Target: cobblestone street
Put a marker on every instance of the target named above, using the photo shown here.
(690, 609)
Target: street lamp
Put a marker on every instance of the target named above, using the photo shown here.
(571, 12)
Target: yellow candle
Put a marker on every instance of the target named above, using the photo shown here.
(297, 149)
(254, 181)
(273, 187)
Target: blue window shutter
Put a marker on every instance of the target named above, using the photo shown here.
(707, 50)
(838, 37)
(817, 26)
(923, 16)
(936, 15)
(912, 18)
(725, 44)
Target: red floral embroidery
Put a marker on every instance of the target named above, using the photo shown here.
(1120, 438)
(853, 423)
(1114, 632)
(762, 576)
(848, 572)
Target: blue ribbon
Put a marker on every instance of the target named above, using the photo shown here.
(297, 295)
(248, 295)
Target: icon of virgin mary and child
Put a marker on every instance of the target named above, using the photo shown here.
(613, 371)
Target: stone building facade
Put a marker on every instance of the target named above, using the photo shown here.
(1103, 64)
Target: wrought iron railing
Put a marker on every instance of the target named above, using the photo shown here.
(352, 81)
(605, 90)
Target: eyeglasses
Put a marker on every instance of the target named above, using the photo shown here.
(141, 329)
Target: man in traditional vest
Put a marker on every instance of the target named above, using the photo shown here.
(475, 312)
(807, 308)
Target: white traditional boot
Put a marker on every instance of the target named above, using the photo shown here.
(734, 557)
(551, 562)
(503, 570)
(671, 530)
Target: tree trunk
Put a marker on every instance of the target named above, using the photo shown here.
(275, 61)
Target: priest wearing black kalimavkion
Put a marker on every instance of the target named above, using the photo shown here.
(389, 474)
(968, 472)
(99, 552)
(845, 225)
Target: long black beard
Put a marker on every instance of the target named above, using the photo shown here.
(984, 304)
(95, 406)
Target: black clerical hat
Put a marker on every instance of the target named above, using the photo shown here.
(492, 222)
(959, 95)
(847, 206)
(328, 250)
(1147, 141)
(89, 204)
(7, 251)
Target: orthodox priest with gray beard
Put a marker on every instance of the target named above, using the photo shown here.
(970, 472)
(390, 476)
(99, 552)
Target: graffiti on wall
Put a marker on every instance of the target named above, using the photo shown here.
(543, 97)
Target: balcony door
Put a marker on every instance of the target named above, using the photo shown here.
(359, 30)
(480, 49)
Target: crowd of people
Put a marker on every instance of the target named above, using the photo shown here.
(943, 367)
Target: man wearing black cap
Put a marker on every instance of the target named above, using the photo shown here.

•••••

Task prompt:
Send back all of the material exactly as given.

Task solution:
Target: cobblestone street
Put a marker on every instance of the target named above, using the photo shown here.
(690, 609)
Target: street lamp
Put a marker on every instance of the target named above, using the photo shown here.
(571, 12)
Target: yellow candle
Put a marker on every instance of the target named above, using the photo shown here.
(297, 149)
(254, 181)
(273, 187)
Target: blue window shutter
Put a marker on every instance of the target named above, using the photo shown here.
(707, 50)
(838, 37)
(817, 26)
(923, 16)
(936, 15)
(912, 18)
(725, 44)
Target: red floral embroidery
Put a marker on every instance of the target named above, using the photo shown here.
(1120, 438)
(853, 423)
(1114, 632)
(762, 576)
(848, 572)
Target: blue ribbon
Put a marker on every instance of the target named above, using the photo shown here.
(297, 295)
(248, 295)
Target: icon of virgin mary and child
Put a marker on every instance of the target named above, using the photo shown here.
(613, 371)
Target: stone building facade
Put a marker on every instance of the target named above, using the photo shown here.
(1103, 64)
Target: wrought iron railing
Put a marker on every instance of the target named above, using the photo shown here.
(352, 81)
(605, 90)
Target: eyeglasses
Put a marker on every instance of the target named above, using the photo shown here.
(141, 329)
Target: man in traditional vest
Put a marker on every instance of the target named above, using the photo shown here.
(475, 312)
(807, 308)
Target: white traditional boot
Put a marker on every instance of the target named above, using the photo shown here.
(734, 557)
(551, 562)
(503, 570)
(671, 530)
Target: tree trunk
Put a marker on every instance of the target named above, using the photo shown here.
(275, 61)
Target: priest wearing black kalimavkion
Put a marker on every instance of the target named above, using the photo shown here.
(389, 474)
(968, 472)
(99, 552)
(845, 225)
Target: long black beard
Put a marker on every instance of the target named above, using the photo shown here.
(984, 304)
(95, 406)
Target: black clerical hat
Put a marker on every instance of the target named above, using the photo shown here.
(492, 222)
(959, 95)
(847, 206)
(328, 250)
(1147, 141)
(89, 204)
(7, 251)
Target: orthodox priest with gray beard
Put a marker on every instance of the target named above, using the photo shown here.
(970, 472)
(390, 476)
(99, 552)
Target: graffiti on wall
Put a marker on every instance of the target named above, using the photo shown here.
(543, 97)
Target: balcony door
Put a marker on every instance of the target named above, using the photo shown here.
(359, 30)
(480, 49)
Target: crowd of people
Put a marker on every instance of the target named above, using the photo shown here.
(943, 367)
Target: man wearing black cap
Put a marker on every instance of the target named above, using the photo shown here.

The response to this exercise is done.